TASK GOAL
The reply should contain every entry below exactly as written, with no images.

Image point grounding data
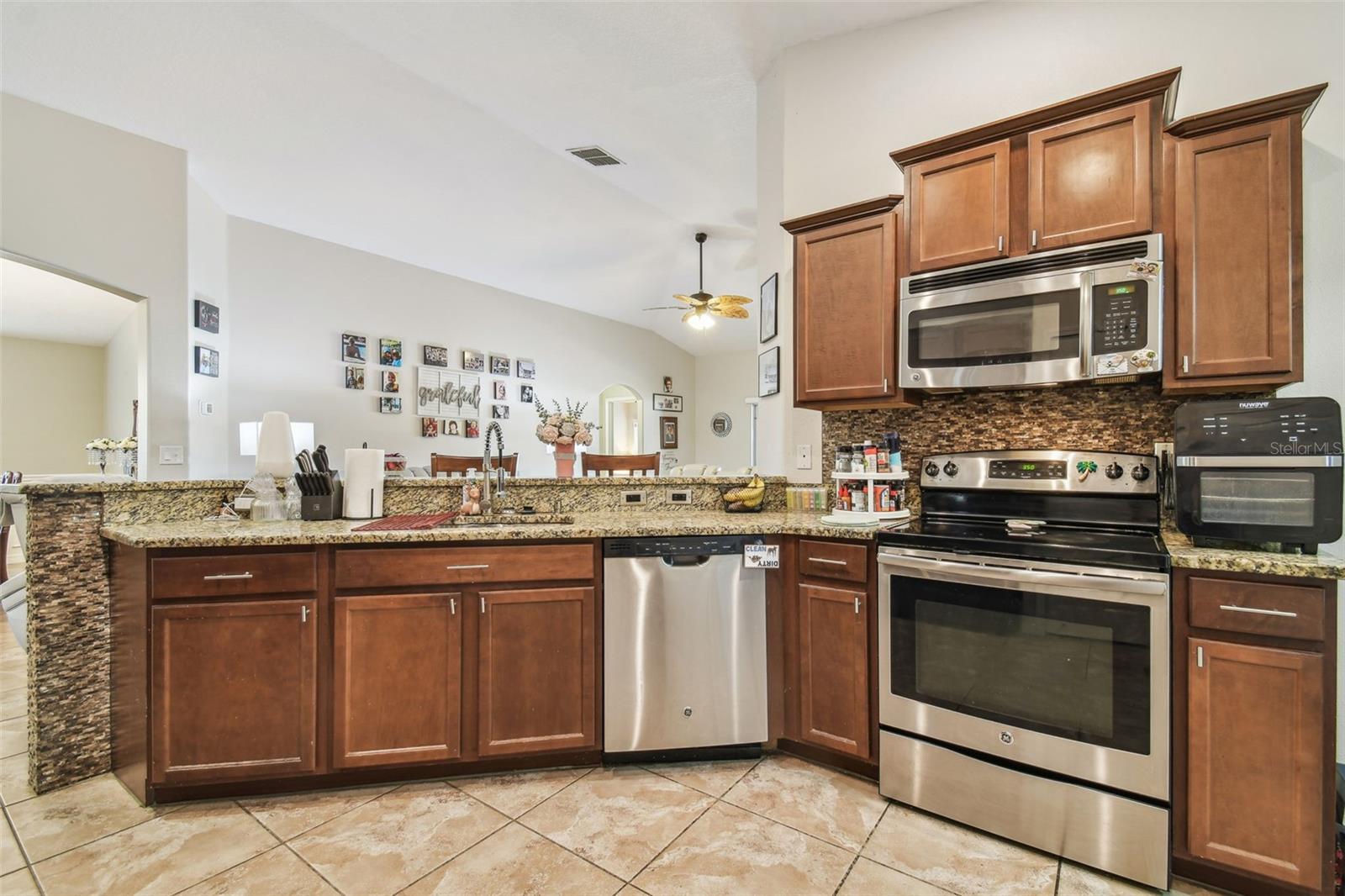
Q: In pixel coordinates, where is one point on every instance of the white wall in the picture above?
(724, 382)
(111, 206)
(208, 279)
(293, 296)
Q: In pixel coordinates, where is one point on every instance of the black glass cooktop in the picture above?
(1093, 546)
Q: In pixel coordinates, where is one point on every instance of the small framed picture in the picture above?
(667, 432)
(353, 349)
(770, 308)
(208, 361)
(768, 373)
(208, 316)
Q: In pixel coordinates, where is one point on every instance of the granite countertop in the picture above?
(591, 525)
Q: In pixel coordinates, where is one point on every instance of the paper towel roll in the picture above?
(363, 486)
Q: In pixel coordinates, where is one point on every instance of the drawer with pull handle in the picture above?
(430, 567)
(1257, 609)
(233, 575)
(834, 560)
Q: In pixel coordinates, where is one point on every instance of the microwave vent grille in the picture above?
(1012, 269)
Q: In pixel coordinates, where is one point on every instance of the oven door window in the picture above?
(1063, 667)
(997, 331)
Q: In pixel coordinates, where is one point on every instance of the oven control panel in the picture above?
(1042, 470)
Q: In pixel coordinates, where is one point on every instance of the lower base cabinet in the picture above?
(397, 678)
(235, 690)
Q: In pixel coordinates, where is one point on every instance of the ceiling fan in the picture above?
(705, 307)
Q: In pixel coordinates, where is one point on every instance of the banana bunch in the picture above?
(748, 497)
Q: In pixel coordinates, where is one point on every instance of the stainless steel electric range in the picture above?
(1024, 654)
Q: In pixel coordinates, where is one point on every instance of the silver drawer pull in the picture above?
(1258, 611)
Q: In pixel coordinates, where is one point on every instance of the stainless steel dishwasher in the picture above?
(683, 645)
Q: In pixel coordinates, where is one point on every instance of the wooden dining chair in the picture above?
(612, 465)
(455, 465)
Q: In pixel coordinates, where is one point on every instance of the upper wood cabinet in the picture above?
(845, 306)
(1089, 179)
(959, 208)
(1237, 315)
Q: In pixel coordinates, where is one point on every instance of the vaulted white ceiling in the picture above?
(435, 132)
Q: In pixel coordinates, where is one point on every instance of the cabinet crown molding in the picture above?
(842, 213)
(1295, 103)
(1161, 84)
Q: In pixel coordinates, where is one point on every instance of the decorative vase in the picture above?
(564, 465)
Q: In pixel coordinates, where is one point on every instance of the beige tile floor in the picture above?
(778, 825)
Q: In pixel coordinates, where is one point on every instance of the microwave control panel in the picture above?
(1121, 316)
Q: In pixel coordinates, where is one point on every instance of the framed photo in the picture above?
(208, 316)
(770, 308)
(768, 373)
(667, 432)
(208, 361)
(353, 349)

TASK SOLUTION
Q: In pixel coordinates, where is one point on every instance of the white wall in the picture above?
(724, 382)
(111, 206)
(208, 279)
(293, 296)
Q: In pixel coordinates, where is one point on every instance of the black glass cooktop in the picture above?
(1093, 546)
Q: In pixel coordinates, where is one point on every instance of the small framed picture in the picture above?
(667, 432)
(353, 349)
(770, 308)
(208, 361)
(768, 373)
(208, 316)
Q: In pixel coordinates, where is one point on every instance of the granite countertop in the picture above?
(591, 525)
Q: In pixel coordinates, where is one point on every instance of the paper towel roll in the picture above?
(363, 486)
Q: In pixel coordinates, where is one point on every instance of the drawer with pull handle in the picture above?
(430, 567)
(1257, 609)
(233, 575)
(834, 560)
Q: In pixel coordinates, where is one point on every instance of the microwave vent grille in the picture above?
(1012, 269)
Q: In pixel coordinates, where is one point on every instance of the oven door window in the picture above?
(1063, 667)
(997, 331)
Q: In pixel coordinates, where is one point on every instance of the oven control panel in the picture above?
(1042, 470)
Q: In pixel coordinates, where is one point on every instance of the lower base cabinet in the picture above?
(397, 678)
(235, 690)
Q: In pixel coordinates, where is one point on every instance of the ceiling fan in the picture above?
(705, 307)
Q: In pixel coordinates, where is one point on every instance of the banana bunch in the picture above?
(748, 497)
Q: In pixel coordinates, where is one point on every instance of the stainless steel electric range in the picture above?
(1024, 654)
Q: In pixel coordinates, where is one point on every instance of the silver drawer pull in the picture above?
(1258, 611)
Q: In pixel coordinates, where is one point on every instance of the stainless steel dishwasher in the picture above?
(683, 645)
Q: In pixel coordinates, where is one point on every instance of the wooden dining chair in the picture above?
(612, 465)
(455, 465)
Q: In pixel coordinates, where is one point on every instance of the upper wood cabinet in the picture above?
(845, 306)
(1089, 179)
(959, 208)
(1237, 315)
Q: In pixel coordinates, where is one point on every instance of the vaulted white ceiling in the picture above?
(435, 132)
Q: In pixel coordinates, where is one point on every instance of the cabinet crown molding in the picture above?
(842, 213)
(1295, 103)
(1161, 84)
Q: In pixel coordinates, where is one point on every instance of the decorative vase in the picture above?
(564, 465)
Q: In pixel coordinates, where is one point on every instance of the beige tile floor in the picture above?
(778, 825)
Q: In pixel coordinates, where is one point on every instance of the microwave control panel in the picture above?
(1121, 316)
Q: In pixel coordinates, where is one point on every instance of the framed photo in the picture above?
(208, 316)
(770, 308)
(768, 373)
(667, 432)
(208, 361)
(353, 349)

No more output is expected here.